Point annotations for photos
◇ ◇ ◇ ◇ ◇
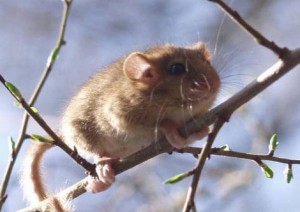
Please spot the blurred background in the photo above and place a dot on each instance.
(100, 32)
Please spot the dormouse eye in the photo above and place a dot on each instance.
(176, 69)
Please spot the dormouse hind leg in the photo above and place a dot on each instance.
(170, 129)
(106, 175)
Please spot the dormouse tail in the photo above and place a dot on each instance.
(31, 179)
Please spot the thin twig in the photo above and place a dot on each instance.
(189, 203)
(90, 168)
(257, 35)
(240, 155)
(162, 146)
(25, 119)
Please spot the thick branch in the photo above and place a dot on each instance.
(39, 86)
(225, 110)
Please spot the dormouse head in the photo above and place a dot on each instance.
(174, 75)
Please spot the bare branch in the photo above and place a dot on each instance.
(189, 203)
(257, 35)
(225, 109)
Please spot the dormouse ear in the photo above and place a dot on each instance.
(200, 46)
(138, 67)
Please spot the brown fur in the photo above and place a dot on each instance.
(119, 109)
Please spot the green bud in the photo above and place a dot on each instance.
(12, 145)
(40, 138)
(267, 170)
(225, 147)
(14, 90)
(176, 178)
(288, 173)
(53, 56)
(273, 143)
(34, 110)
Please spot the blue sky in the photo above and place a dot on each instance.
(98, 33)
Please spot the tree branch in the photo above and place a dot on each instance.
(24, 124)
(223, 110)
(256, 35)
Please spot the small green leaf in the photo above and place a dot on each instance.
(40, 138)
(12, 145)
(17, 104)
(34, 110)
(53, 56)
(14, 90)
(288, 173)
(267, 170)
(176, 178)
(225, 147)
(273, 143)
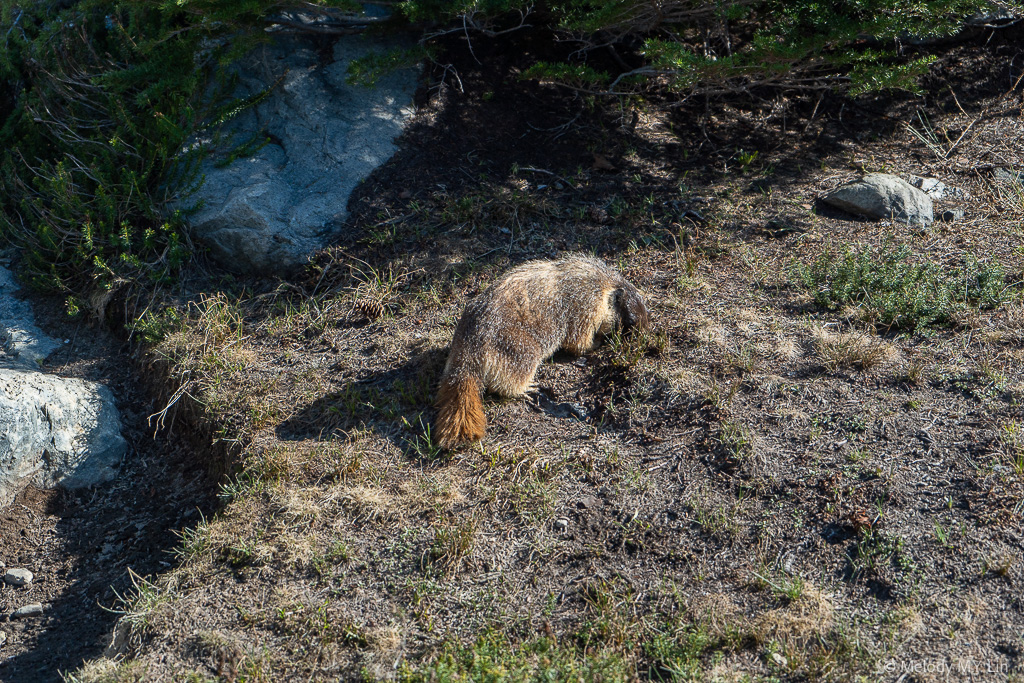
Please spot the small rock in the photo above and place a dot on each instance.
(1006, 176)
(931, 186)
(17, 577)
(951, 215)
(883, 196)
(32, 609)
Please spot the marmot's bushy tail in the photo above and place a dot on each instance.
(460, 412)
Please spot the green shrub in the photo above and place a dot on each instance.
(896, 293)
(681, 47)
(101, 98)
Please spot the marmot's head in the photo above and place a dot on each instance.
(630, 308)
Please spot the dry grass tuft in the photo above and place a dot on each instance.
(368, 503)
(710, 332)
(851, 349)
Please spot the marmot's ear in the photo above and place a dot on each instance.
(632, 311)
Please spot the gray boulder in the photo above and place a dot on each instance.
(883, 196)
(55, 431)
(267, 212)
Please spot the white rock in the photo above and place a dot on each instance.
(55, 431)
(17, 577)
(883, 196)
(931, 186)
(267, 212)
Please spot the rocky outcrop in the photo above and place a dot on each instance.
(53, 430)
(267, 212)
(883, 196)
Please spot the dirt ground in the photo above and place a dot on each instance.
(764, 489)
(82, 546)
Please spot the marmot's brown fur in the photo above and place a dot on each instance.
(506, 333)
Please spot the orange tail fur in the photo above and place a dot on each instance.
(460, 412)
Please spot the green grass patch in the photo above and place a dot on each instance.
(895, 292)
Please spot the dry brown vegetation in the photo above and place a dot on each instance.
(766, 489)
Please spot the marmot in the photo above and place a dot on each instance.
(506, 333)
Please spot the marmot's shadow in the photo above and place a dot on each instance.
(378, 398)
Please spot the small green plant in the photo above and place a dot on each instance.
(423, 444)
(896, 293)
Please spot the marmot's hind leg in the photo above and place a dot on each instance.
(511, 374)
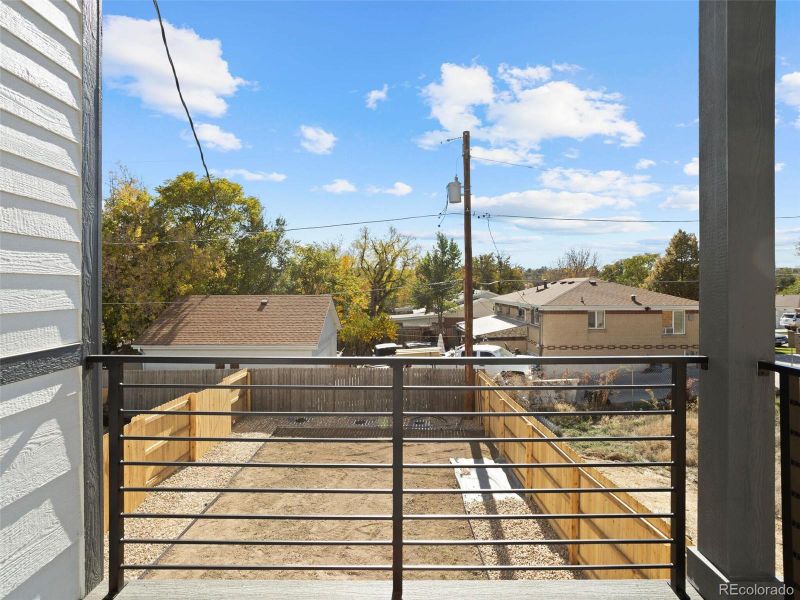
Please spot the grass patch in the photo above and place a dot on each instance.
(644, 425)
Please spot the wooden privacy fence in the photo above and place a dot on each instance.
(571, 502)
(305, 399)
(181, 423)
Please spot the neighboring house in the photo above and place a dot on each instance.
(590, 316)
(231, 326)
(419, 324)
(784, 304)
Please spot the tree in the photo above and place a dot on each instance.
(360, 332)
(187, 239)
(576, 262)
(438, 277)
(677, 271)
(385, 264)
(631, 271)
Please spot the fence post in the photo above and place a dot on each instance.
(116, 523)
(575, 508)
(678, 480)
(397, 482)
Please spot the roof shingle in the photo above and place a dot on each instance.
(240, 321)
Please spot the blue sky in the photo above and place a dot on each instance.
(333, 112)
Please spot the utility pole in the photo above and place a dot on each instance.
(469, 371)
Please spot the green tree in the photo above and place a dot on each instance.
(576, 262)
(677, 271)
(385, 264)
(185, 240)
(438, 277)
(632, 271)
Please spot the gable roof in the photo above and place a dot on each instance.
(586, 292)
(241, 321)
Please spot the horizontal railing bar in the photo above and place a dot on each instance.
(535, 465)
(509, 542)
(553, 542)
(259, 413)
(109, 359)
(196, 567)
(607, 438)
(389, 490)
(163, 567)
(626, 567)
(540, 413)
(256, 517)
(544, 516)
(176, 438)
(167, 463)
(491, 388)
(533, 490)
(261, 490)
(247, 386)
(203, 542)
(172, 463)
(389, 440)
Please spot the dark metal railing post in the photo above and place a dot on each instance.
(397, 482)
(786, 479)
(116, 523)
(678, 476)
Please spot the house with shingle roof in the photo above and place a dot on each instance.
(252, 325)
(589, 316)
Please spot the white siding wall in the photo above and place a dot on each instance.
(40, 295)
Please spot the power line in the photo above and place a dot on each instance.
(180, 95)
(503, 162)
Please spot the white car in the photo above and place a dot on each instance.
(790, 320)
(490, 350)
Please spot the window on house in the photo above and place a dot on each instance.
(673, 322)
(597, 319)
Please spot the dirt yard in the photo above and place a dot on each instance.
(361, 504)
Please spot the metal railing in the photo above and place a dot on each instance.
(677, 389)
(788, 404)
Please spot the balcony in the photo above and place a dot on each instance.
(604, 532)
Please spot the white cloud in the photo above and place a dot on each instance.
(567, 67)
(788, 92)
(609, 183)
(692, 168)
(214, 137)
(522, 108)
(519, 79)
(545, 202)
(134, 61)
(375, 96)
(339, 186)
(645, 163)
(316, 140)
(252, 175)
(505, 155)
(682, 197)
(398, 189)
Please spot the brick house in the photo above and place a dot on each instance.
(586, 316)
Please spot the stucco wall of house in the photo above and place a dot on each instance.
(626, 333)
(41, 513)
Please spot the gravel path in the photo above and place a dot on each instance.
(529, 529)
(182, 502)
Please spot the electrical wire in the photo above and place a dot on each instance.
(180, 95)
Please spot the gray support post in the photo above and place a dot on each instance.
(736, 506)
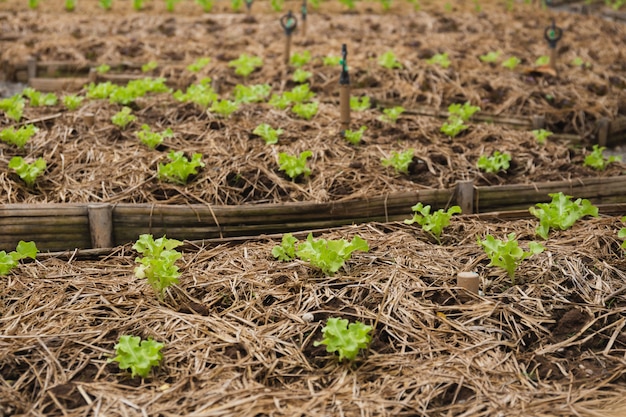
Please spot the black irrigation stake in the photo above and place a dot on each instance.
(553, 35)
(289, 23)
(344, 91)
(304, 12)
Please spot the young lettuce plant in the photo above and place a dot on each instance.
(345, 339)
(28, 172)
(180, 168)
(294, 166)
(597, 160)
(18, 137)
(561, 213)
(494, 163)
(507, 254)
(269, 134)
(354, 136)
(432, 223)
(24, 250)
(246, 64)
(388, 60)
(391, 115)
(400, 161)
(137, 355)
(361, 104)
(158, 264)
(122, 118)
(153, 139)
(329, 255)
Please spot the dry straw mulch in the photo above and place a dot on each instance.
(237, 343)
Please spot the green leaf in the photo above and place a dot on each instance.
(345, 339)
(137, 355)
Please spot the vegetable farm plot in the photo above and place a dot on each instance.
(364, 125)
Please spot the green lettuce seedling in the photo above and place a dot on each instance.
(269, 134)
(541, 135)
(433, 223)
(123, 117)
(251, 93)
(388, 60)
(153, 139)
(561, 213)
(439, 59)
(224, 108)
(300, 59)
(400, 161)
(361, 104)
(38, 99)
(246, 64)
(347, 340)
(24, 250)
(507, 254)
(13, 107)
(511, 63)
(72, 101)
(18, 137)
(137, 355)
(158, 265)
(391, 115)
(199, 64)
(28, 172)
(287, 249)
(180, 168)
(294, 166)
(305, 110)
(329, 255)
(494, 163)
(491, 57)
(597, 160)
(354, 136)
(301, 76)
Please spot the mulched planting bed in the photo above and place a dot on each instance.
(241, 169)
(238, 341)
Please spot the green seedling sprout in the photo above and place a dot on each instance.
(541, 135)
(123, 118)
(598, 161)
(561, 213)
(24, 250)
(354, 137)
(28, 172)
(294, 166)
(306, 111)
(199, 64)
(494, 163)
(180, 168)
(361, 104)
(153, 139)
(72, 101)
(300, 59)
(511, 63)
(391, 115)
(345, 338)
(18, 137)
(246, 64)
(432, 223)
(301, 76)
(439, 59)
(507, 254)
(388, 60)
(400, 161)
(491, 57)
(137, 355)
(269, 134)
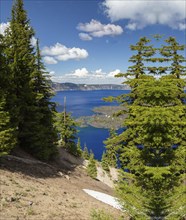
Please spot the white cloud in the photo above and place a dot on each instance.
(82, 75)
(60, 52)
(113, 73)
(97, 29)
(141, 13)
(3, 27)
(33, 41)
(84, 36)
(49, 60)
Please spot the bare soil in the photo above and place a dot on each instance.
(30, 189)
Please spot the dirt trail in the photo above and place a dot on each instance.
(37, 191)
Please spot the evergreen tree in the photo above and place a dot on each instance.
(156, 122)
(91, 168)
(66, 127)
(7, 133)
(79, 150)
(104, 162)
(111, 150)
(42, 139)
(28, 93)
(85, 153)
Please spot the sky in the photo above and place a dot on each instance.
(88, 41)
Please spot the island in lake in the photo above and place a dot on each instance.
(104, 117)
(86, 87)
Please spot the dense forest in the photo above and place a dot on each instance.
(149, 152)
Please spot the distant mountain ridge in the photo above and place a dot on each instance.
(87, 87)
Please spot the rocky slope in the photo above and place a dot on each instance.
(31, 189)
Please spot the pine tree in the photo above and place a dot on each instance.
(111, 150)
(91, 168)
(7, 133)
(41, 141)
(85, 153)
(79, 150)
(66, 127)
(104, 162)
(20, 60)
(156, 122)
(28, 95)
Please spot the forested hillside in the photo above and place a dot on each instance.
(149, 153)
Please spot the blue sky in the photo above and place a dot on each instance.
(89, 41)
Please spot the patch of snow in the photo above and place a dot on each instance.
(105, 198)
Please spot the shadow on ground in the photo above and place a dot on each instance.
(22, 162)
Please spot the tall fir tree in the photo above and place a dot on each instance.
(29, 92)
(67, 128)
(155, 124)
(7, 132)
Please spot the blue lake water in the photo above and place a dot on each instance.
(81, 103)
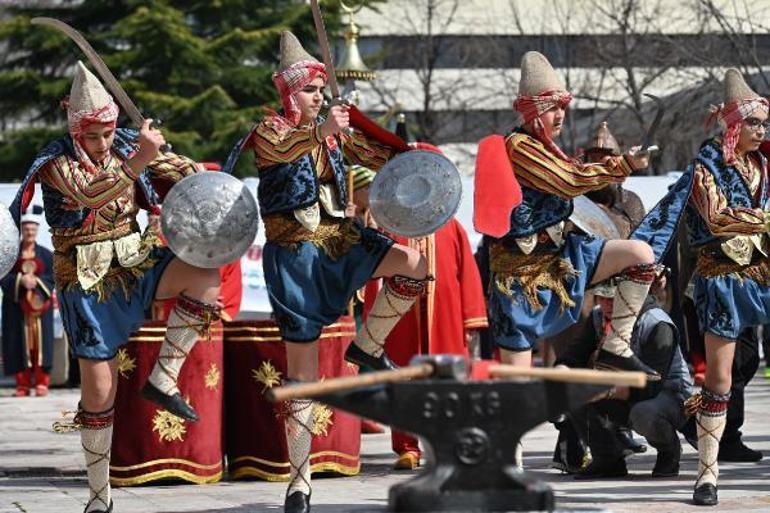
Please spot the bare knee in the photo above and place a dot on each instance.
(203, 284)
(719, 379)
(641, 252)
(416, 266)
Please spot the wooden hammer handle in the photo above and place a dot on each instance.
(622, 379)
(330, 386)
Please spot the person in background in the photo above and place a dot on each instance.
(27, 328)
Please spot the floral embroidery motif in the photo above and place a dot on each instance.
(322, 419)
(212, 377)
(267, 375)
(169, 427)
(126, 364)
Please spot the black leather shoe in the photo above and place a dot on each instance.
(173, 403)
(705, 495)
(667, 463)
(356, 355)
(297, 502)
(108, 510)
(610, 361)
(631, 446)
(738, 452)
(603, 470)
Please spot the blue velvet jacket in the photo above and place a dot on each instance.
(659, 226)
(287, 187)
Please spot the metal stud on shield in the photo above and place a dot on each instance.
(9, 241)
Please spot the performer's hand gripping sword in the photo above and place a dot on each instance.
(128, 106)
(647, 145)
(323, 44)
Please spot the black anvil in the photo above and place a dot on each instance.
(470, 430)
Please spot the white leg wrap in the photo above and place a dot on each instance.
(630, 294)
(299, 426)
(710, 429)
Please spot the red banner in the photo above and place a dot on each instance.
(148, 443)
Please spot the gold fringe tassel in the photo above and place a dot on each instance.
(532, 272)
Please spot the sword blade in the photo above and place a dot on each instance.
(323, 43)
(129, 107)
(647, 141)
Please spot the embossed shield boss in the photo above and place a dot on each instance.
(209, 219)
(9, 241)
(415, 193)
(590, 218)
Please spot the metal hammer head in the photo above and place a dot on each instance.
(445, 366)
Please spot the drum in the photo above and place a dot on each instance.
(150, 444)
(256, 442)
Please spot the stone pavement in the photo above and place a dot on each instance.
(41, 472)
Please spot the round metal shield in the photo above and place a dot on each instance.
(209, 219)
(9, 241)
(589, 217)
(415, 193)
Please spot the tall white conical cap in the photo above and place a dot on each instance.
(736, 88)
(292, 51)
(538, 76)
(87, 93)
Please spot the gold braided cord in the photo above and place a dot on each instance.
(65, 269)
(707, 467)
(711, 264)
(334, 236)
(532, 272)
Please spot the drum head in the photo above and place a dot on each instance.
(209, 219)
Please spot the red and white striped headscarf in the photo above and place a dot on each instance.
(730, 117)
(292, 80)
(532, 107)
(79, 121)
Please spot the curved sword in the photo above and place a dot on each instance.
(129, 107)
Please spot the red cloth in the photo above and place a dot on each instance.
(231, 291)
(371, 129)
(495, 191)
(454, 304)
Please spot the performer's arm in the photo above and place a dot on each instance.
(45, 279)
(365, 151)
(657, 352)
(540, 169)
(277, 142)
(172, 167)
(91, 191)
(8, 283)
(722, 219)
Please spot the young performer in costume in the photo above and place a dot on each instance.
(107, 273)
(27, 331)
(316, 255)
(538, 273)
(725, 195)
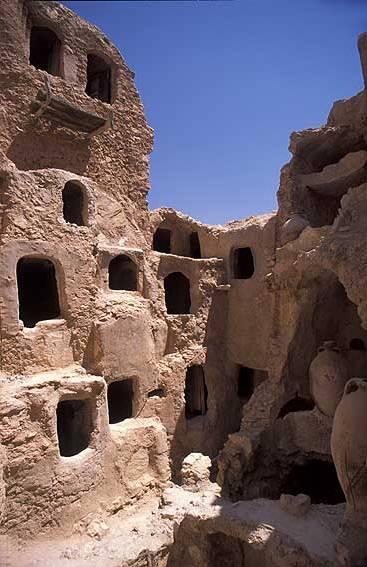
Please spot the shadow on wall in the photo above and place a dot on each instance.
(41, 150)
(204, 422)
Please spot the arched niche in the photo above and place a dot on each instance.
(243, 264)
(75, 203)
(123, 273)
(99, 78)
(177, 293)
(196, 393)
(38, 293)
(45, 50)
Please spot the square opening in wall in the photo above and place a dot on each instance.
(74, 426)
(120, 395)
(162, 240)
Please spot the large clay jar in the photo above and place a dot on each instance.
(328, 373)
(349, 448)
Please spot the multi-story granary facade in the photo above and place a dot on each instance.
(130, 339)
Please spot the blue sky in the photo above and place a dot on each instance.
(224, 83)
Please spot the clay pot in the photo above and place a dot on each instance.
(349, 446)
(328, 374)
(357, 360)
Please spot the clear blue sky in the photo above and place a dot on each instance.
(224, 83)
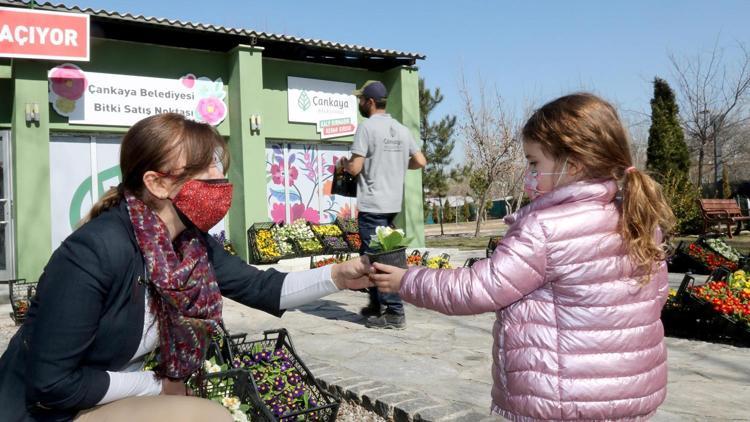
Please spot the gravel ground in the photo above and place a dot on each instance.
(351, 412)
(348, 411)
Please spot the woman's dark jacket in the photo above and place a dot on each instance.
(87, 318)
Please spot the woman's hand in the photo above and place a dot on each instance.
(352, 274)
(174, 388)
(388, 278)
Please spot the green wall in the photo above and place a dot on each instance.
(31, 190)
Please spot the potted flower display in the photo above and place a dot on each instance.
(391, 246)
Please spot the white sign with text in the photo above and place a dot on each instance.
(92, 98)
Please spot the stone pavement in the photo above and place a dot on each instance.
(438, 368)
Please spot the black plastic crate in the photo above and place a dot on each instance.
(276, 355)
(334, 259)
(492, 244)
(20, 292)
(291, 245)
(471, 261)
(354, 240)
(348, 225)
(257, 256)
(690, 316)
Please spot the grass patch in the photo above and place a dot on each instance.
(461, 242)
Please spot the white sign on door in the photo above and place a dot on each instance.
(330, 105)
(91, 98)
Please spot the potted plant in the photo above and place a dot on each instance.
(391, 246)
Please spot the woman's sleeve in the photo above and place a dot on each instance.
(259, 289)
(516, 268)
(70, 294)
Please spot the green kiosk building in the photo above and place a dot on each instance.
(72, 81)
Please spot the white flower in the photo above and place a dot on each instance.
(231, 403)
(383, 231)
(239, 416)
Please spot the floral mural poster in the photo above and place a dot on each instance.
(299, 179)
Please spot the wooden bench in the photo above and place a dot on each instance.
(721, 211)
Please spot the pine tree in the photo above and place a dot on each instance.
(667, 151)
(438, 144)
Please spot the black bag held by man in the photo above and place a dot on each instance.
(344, 184)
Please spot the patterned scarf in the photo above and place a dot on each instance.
(185, 296)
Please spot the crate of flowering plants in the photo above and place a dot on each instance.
(322, 261)
(331, 237)
(302, 237)
(262, 244)
(471, 261)
(492, 245)
(283, 235)
(414, 258)
(20, 292)
(264, 380)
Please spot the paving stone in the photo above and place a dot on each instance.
(446, 412)
(385, 404)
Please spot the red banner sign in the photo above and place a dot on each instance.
(40, 34)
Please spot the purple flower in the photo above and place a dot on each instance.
(211, 110)
(264, 388)
(280, 354)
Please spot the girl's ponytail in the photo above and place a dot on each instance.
(107, 201)
(645, 221)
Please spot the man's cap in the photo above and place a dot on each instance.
(372, 89)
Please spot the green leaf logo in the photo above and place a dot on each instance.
(303, 101)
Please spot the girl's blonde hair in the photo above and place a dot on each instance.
(152, 144)
(588, 132)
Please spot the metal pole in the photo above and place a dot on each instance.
(716, 161)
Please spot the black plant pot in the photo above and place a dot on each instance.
(396, 257)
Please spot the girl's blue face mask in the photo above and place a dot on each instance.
(531, 181)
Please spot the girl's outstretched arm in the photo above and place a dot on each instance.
(515, 269)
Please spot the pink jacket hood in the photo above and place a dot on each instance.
(578, 334)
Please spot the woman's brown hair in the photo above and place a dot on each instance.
(588, 132)
(153, 144)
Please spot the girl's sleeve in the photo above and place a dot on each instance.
(516, 269)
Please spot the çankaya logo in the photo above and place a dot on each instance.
(303, 102)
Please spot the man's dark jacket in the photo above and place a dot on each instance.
(87, 318)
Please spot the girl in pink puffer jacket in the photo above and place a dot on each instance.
(577, 283)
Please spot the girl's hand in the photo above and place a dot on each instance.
(174, 388)
(352, 274)
(388, 278)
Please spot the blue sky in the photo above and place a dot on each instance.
(529, 51)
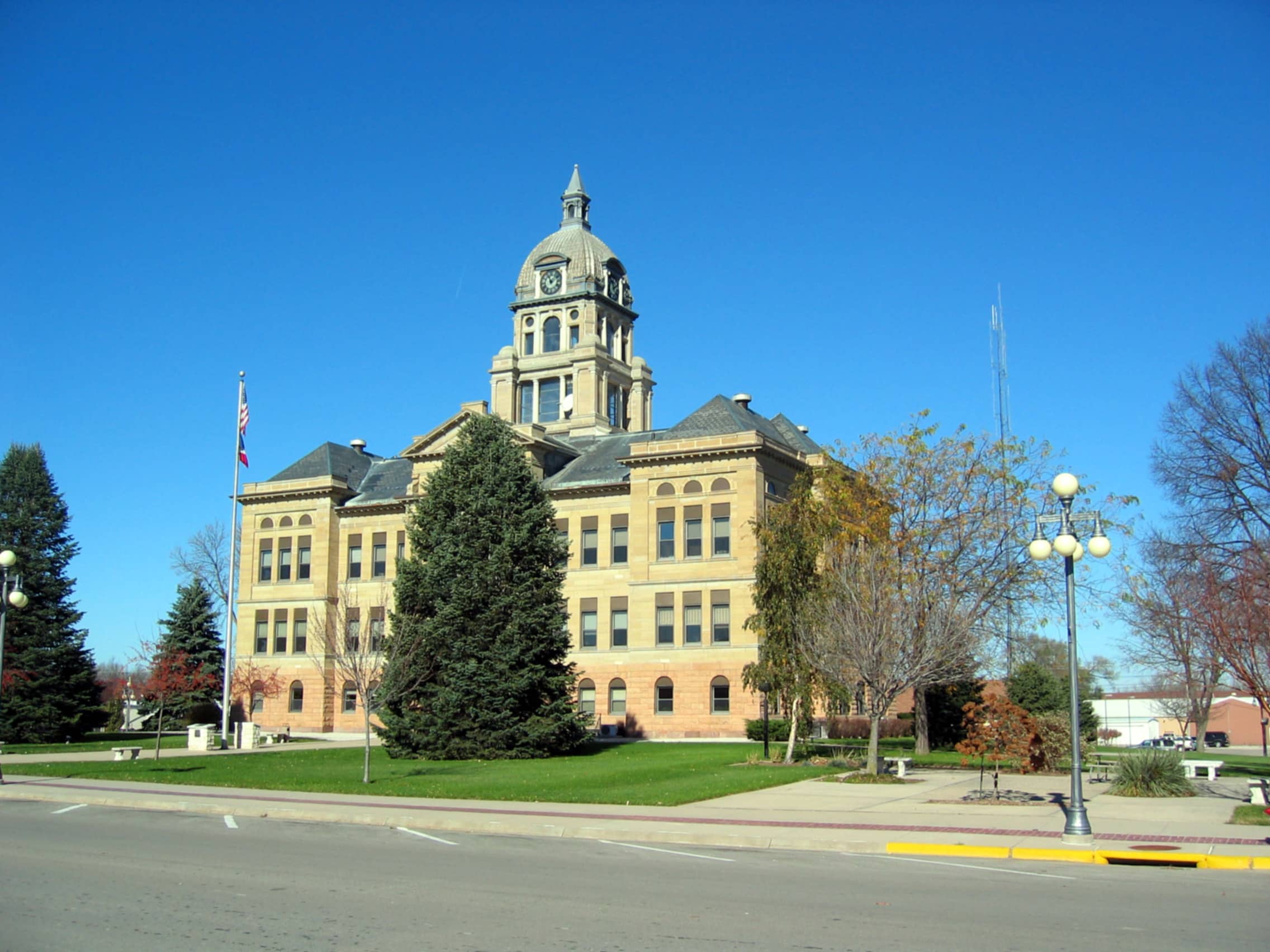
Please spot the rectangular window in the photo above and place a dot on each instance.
(549, 400)
(666, 626)
(528, 403)
(666, 540)
(353, 635)
(300, 635)
(355, 556)
(723, 536)
(722, 622)
(693, 539)
(693, 625)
◇ ◇ ◇ ◇ ◇
_What is needed:_ Take the line with "Please spot the çankaya" as the first line and the last line of the records above as the final one; reproduce exactly the lines between them, both included, without pictures.

_Task answer:_
Please spot the çankaya logo in the photo above and place a dot on each instance.
(303, 102)
Please spot the man's dark jacket in the photo above and place a dot on each instance.
(87, 318)
Please spot the girl in pink puffer jacket in the photo above and place a dot on each instance.
(577, 283)
Please spot the girl's hand in the photo above and place a dot on each instance.
(174, 388)
(352, 274)
(388, 278)
Please spot the blue sky in the photo above and place a dot on each instance.
(529, 51)
Please spot the rectangular window in the photo above and place a dot on each instance.
(549, 400)
(666, 626)
(528, 403)
(666, 540)
(353, 635)
(300, 635)
(355, 556)
(723, 536)
(722, 622)
(693, 539)
(693, 625)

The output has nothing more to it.